CHINAHOY

3-January-2018

L’expérience réussie de la Chine - 40 ans de réforme et d’ouverture

 

 

HU BILIANG*

 

 

Au début des années 1980, j’ai été admis dans une université chinoise d’économie et de finance. Une fois diplômé, j’ai pu entrer à l’Académie des sciences sociales de Chine pour faire des recherches en économie. Plus tard, j’ai eu l’occasion d’aller étudier en Europe et aux États-Unis. J’ai aussi eu la chance d’intégrer la Banque mondiale pour étudier la politique économique chinoise et de travailler pour une banque d’investissement française sur la macroéconomie et les marchés de capitaux en Chine. Vers l’année 2000, j’ai fondé avec des amis une société sous-traitante de logiciels, qui apportait, par l’intermédiaire d’ingénieurs chinois, des services de conseil en informatique aux clients des États-Unis. Ces expériences m’ont permis non seulement de témoigner de façon pleine et entière des métamorphoses qu’a connues la Chine depuis sa réforme et son ouverture il y a 40 ans, mais aussi de prendre part aux changements dans certains domaines.

 

 

Juillet 2016, le port de Yantian à Shenzhen. Ce port compte actuellement
18 grands mouillages en eau profonde, 83 grands élévateurs à quai,
et gère une centaine de lignes maritimes internationales.
 

 

À la fin de 1976, la Révolution culturelle, qui avait duré une décennie, touchait à son terme. Cette année-là, le PIB chinois totalisait 153,94 milliards de dollars (selon le taux de change actuel et idem pour les conversions ci-dessous), soit 2,2 % du volume global mondial de l’année, avec un PIB par habitant de seulement 165,4 dollars, ce qui classait la Chine au-delà du 120e rang mondial. Les réserves de changes de la Chine ne s’établissaient qu’à 1,26 milliard de dollars. Son volume global des importations et exportations des marchandises était de 13,43 milliards de dollars, et dépassait à peine les 5 % du commerce total américain des marchandises de la même année. À l’époque, les investissements directs étrangers en Chine étaient tout simplement inexistants, sans même parler d’investissements directs chinois à l’étranger. La Chine était essentiellement un pays agricole, dont la population rurale s’élevait à 82,6 % et souffrait pour la grande majorité d’une pauvreté absolue.

^^^^^^^^^^^^^^^^

* **Consignes de l'exercice**
(1) D'après l'article sur les 40 ans de réforme et d'ouverture de la Chine, à combien s'élevaient les réserves de changes chinoises en 1976 ?
(2) Continuez l'article sur les 40 ans de réforme et d'ouverture de la Chine en reprenant juste après sa dernière phrase.
Les données qui suivent n'ont aucun lien avec le texte source.

^^^^^^^^^^^^^^^^

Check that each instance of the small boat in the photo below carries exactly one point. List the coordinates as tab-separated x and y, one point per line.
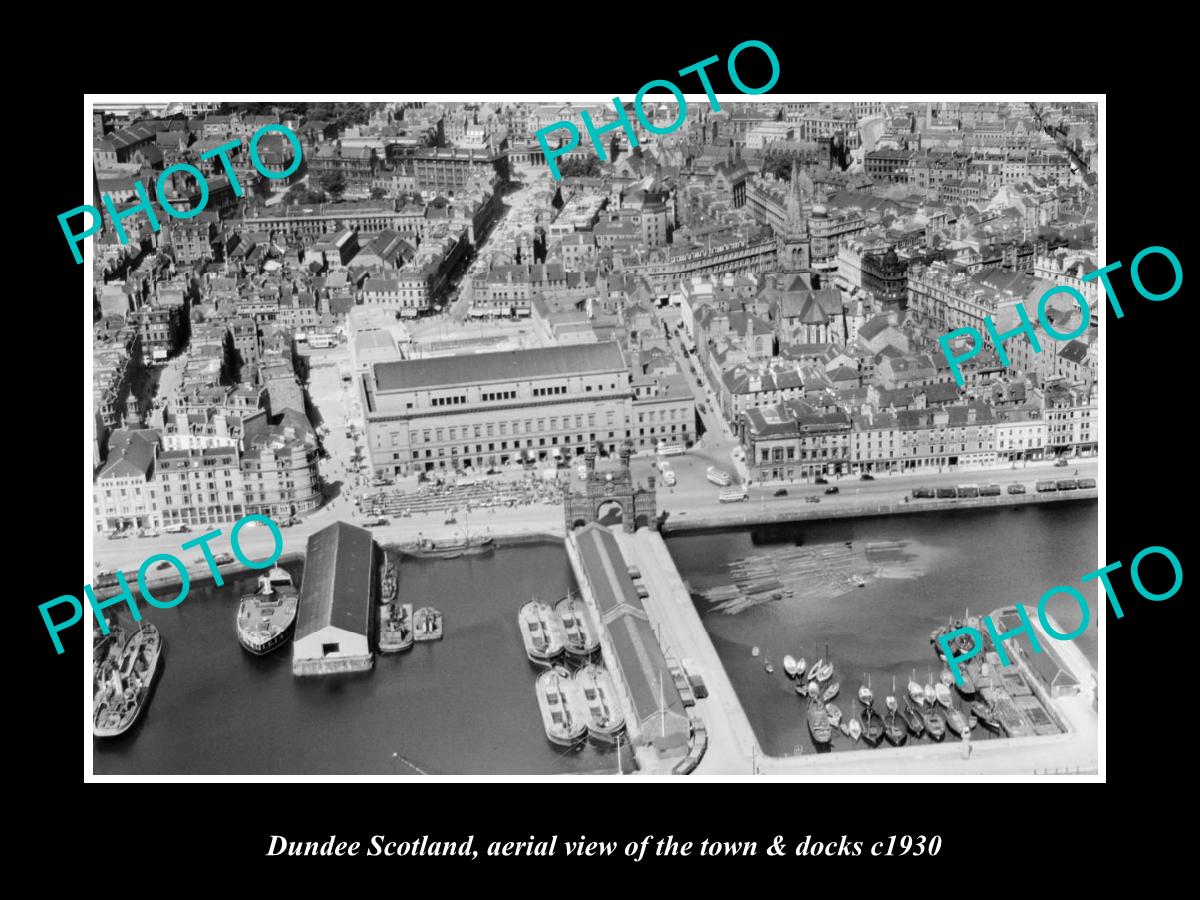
913	720
864	694
427	624
943	695
541	631
819	723
916	691
894	729
564	720
855	729
873	726
987	715
935	723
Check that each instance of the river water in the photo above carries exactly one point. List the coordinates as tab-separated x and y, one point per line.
971	559
466	705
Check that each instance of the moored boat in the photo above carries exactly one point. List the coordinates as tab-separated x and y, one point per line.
124	682
598	696
267	619
564	721
541	633
579	631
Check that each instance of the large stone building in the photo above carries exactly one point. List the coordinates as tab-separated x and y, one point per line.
493	408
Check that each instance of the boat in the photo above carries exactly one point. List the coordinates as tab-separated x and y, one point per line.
564	721
855	729
267	619
916	691
819	723
913	720
987	715
124	682
943	695
873	726
541	631
864	694
894	729
427	624
935	723
395	628
579	631
595	691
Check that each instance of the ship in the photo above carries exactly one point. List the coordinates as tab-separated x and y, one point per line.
426	624
582	639
541	631
395	628
267	619
564	721
595	690
124	683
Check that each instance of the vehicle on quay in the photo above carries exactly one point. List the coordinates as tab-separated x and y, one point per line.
123	682
267	618
718	477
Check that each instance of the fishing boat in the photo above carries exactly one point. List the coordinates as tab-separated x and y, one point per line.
913	720
562	717
427	624
915	690
855	729
894	729
873	726
943	695
864	694
541	631
124	682
579	631
819	723
267	619
595	690
935	723
987	715
395	628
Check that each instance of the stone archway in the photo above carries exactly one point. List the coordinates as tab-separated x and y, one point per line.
610	513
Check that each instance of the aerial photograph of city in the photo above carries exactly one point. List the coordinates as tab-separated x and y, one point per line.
511	438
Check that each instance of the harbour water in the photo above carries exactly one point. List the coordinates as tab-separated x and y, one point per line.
465	705
977	559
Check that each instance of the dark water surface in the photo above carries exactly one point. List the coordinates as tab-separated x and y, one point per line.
465	705
977	559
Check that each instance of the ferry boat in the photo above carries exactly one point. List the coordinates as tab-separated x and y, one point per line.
581	635
564	721
267	619
541	631
427	624
124	682
599	697
395	628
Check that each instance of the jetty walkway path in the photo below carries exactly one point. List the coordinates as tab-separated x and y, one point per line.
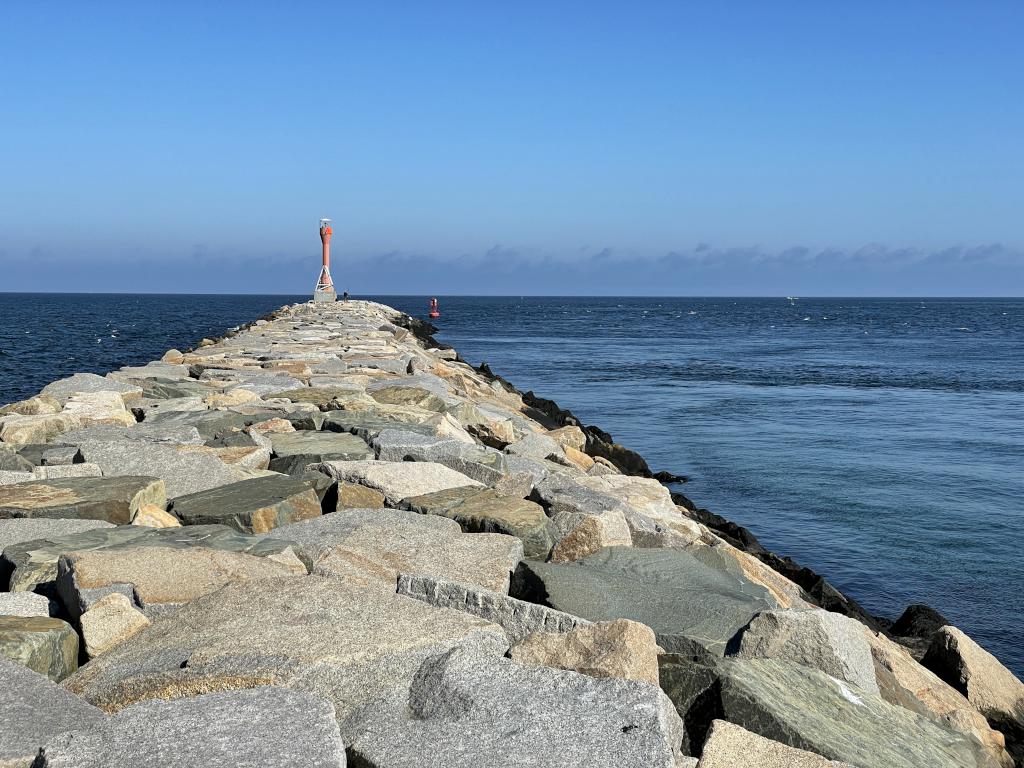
323	539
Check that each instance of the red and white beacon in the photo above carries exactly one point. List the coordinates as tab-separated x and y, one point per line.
325	286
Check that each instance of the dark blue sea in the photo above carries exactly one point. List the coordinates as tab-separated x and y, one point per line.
878	441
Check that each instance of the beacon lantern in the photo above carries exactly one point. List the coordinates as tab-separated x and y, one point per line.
325	286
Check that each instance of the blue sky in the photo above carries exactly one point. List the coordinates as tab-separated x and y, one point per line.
737	148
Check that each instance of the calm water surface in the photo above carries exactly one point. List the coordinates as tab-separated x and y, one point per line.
879	441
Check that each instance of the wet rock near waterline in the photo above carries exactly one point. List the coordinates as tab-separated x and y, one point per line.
254	506
989	686
115	500
825	641
808	710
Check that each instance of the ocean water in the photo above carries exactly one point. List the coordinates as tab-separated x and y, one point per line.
878	441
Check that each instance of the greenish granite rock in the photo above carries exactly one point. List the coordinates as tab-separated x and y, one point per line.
673	591
293	452
34	563
48	646
253	506
487	511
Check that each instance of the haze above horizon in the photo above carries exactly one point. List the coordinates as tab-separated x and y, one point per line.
662	148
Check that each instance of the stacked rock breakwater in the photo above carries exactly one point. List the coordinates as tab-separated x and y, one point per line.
324	539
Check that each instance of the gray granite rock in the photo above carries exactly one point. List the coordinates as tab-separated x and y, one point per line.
182	471
486	511
826	641
316	635
265	726
729	745
401	394
64	388
46	645
153	430
672	591
482	464
293	452
517	617
370	547
59	456
396	480
253	506
83	469
12	478
35	710
24	604
33	562
11	461
113	499
465	712
369	424
808	710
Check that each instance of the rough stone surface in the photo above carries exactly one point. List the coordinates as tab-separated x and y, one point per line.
488	511
157	577
808	710
91	409
371	547
397	480
153	516
674	592
353	496
826	641
478	462
465	712
904	682
34	562
295	451
113	499
46	645
49	472
24	604
729	745
315	635
87	383
182	471
110	622
621	648
517	617
264	726
33	711
993	690
254	506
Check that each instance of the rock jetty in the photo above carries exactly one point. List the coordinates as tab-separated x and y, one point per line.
326	540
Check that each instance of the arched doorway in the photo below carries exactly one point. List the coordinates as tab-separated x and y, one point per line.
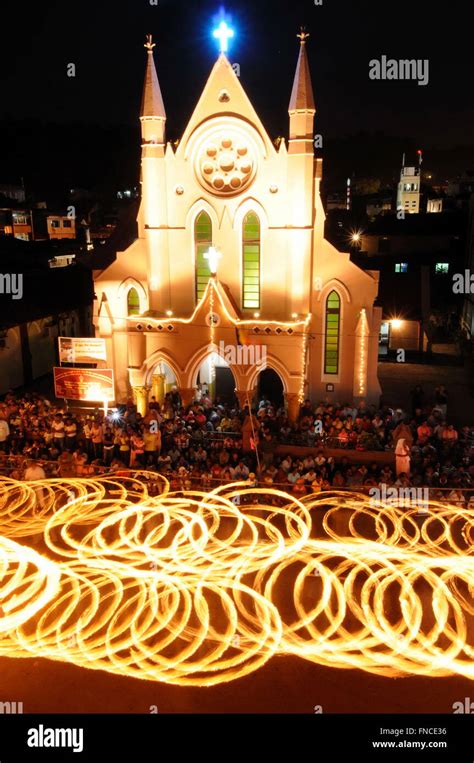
270	386
215	378
163	381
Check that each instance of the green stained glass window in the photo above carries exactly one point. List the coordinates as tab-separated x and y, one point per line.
332	336
203	240
133	303
251	261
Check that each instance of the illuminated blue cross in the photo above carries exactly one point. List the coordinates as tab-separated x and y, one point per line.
223	34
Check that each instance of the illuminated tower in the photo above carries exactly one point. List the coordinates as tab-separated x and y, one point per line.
409	189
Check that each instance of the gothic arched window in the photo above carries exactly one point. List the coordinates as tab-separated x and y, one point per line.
251	261
202	240
332	333
133	302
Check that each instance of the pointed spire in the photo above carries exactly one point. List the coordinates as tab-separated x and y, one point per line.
152	100
302	97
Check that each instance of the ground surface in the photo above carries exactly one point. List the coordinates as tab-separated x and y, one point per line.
284	685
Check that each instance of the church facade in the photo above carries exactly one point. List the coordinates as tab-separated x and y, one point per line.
231	278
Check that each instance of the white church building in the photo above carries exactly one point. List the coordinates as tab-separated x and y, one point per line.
231	254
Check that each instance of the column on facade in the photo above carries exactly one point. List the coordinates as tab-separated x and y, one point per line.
244	397
293	406
187	396
140	398
158	387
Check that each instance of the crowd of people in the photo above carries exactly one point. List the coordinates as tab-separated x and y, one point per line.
208	444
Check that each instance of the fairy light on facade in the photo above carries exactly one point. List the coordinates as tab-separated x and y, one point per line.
363	353
304	350
212	331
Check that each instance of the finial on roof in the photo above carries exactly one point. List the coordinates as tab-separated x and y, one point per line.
149	45
303	35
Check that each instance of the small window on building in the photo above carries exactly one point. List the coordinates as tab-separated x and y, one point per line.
251	261
401	267
203	242
133	303
333	324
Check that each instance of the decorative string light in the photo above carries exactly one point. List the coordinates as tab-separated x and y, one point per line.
212	331
304	348
363	353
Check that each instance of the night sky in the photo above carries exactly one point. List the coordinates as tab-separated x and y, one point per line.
105	39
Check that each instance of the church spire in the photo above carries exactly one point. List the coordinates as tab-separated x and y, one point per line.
152	100
302	107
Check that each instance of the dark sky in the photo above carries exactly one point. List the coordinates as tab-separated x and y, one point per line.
104	38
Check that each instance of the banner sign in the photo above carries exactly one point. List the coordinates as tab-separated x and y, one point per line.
84	384
81	350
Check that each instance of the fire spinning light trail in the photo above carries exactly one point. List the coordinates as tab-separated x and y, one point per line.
198	588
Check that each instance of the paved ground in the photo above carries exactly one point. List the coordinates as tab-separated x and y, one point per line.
284	685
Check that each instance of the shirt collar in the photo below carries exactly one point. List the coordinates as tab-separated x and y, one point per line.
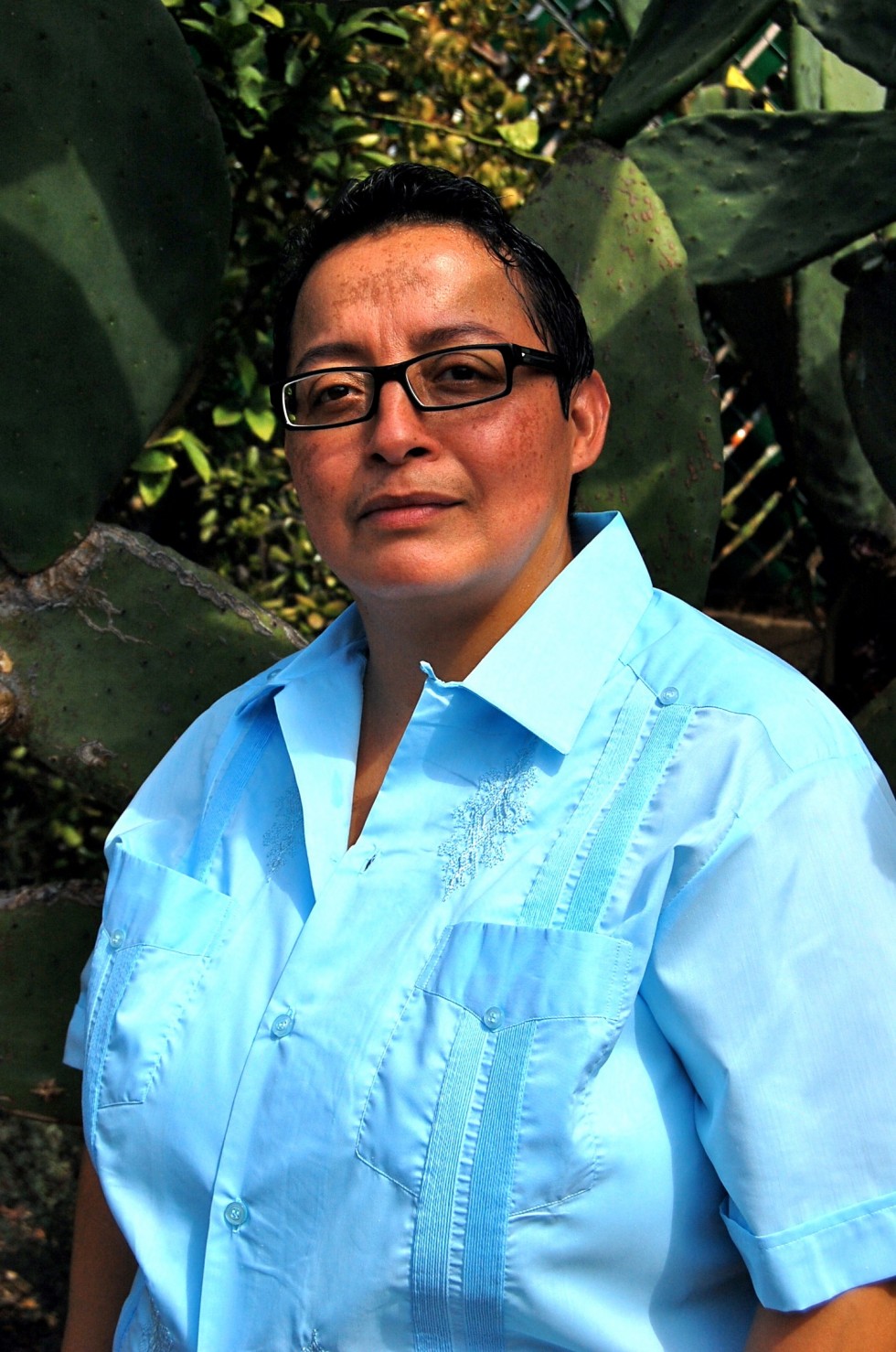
546	670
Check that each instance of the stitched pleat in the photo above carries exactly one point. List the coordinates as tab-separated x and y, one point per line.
430	1304
491	1183
496	1145
539	905
611	842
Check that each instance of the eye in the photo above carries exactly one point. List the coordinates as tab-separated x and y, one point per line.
333	388
461	376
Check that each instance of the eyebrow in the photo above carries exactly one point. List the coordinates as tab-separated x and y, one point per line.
430	339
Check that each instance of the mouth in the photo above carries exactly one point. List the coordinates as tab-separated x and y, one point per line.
406	509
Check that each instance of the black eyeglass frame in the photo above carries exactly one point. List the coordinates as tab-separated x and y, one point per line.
512	353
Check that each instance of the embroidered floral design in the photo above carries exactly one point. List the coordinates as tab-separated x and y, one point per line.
282	836
155	1337
483	825
314	1346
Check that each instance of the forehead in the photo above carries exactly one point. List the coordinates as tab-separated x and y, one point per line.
403	288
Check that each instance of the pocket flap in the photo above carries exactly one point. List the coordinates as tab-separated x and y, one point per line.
530	973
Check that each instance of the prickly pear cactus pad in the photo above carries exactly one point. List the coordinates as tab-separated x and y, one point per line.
859	31
661	466
46	935
112	652
676	45
868	354
757	194
113	225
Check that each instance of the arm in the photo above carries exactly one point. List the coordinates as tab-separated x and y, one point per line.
862	1320
103	1270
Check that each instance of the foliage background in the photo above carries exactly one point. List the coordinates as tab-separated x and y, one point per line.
307	95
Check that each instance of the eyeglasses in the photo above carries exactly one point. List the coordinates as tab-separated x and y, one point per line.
452	378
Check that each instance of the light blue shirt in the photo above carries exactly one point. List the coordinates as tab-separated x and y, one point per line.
585	1043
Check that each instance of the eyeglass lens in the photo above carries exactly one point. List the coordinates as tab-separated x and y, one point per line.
440	381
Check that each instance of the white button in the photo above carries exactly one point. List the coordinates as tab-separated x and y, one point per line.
235	1214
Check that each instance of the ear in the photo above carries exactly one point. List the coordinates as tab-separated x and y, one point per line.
588	416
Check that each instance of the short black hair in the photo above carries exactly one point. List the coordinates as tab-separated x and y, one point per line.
412	194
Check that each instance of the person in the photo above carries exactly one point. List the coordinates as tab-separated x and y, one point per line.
514	966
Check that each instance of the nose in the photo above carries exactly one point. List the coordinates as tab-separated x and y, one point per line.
398	427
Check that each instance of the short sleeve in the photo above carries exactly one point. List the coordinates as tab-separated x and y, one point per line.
773	976
76	1038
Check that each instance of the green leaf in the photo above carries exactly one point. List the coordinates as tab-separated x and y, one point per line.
758	195
223	416
197	453
864	34
520	135
675	48
271	14
153	488
630	13
153	463
262	422
373	30
248	373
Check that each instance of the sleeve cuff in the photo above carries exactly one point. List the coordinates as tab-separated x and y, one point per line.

^^^^^^^^^^^^^^^^

* **Résultats attendus**
(1) Elles ne s'établissaient qu'à 1,26 milliard de dollars.

(2)
 

C’est dans ce contexte-là que les dirigeants chinois ont commencé à réfléchir avec sang-froid sur l’avenir et le destin de la nation, à concevoir de nouvelles stratégies et politiques de développement, et à élaborer de nouveaux plans et mesures de développement. En même temps, le peuple chinois a entamé des expériences et des recherches afin de satisfaire à ses besoins existentiels. À la fin de 1978, une toute nouvelle stratégie de développement pour la réforme en Chine et l’ouverture sur le monde extérieur a été officiellement publiée et mise en œuvre. La Chine s’est, à partir de là, engagée dans une nouvelle voie de développement.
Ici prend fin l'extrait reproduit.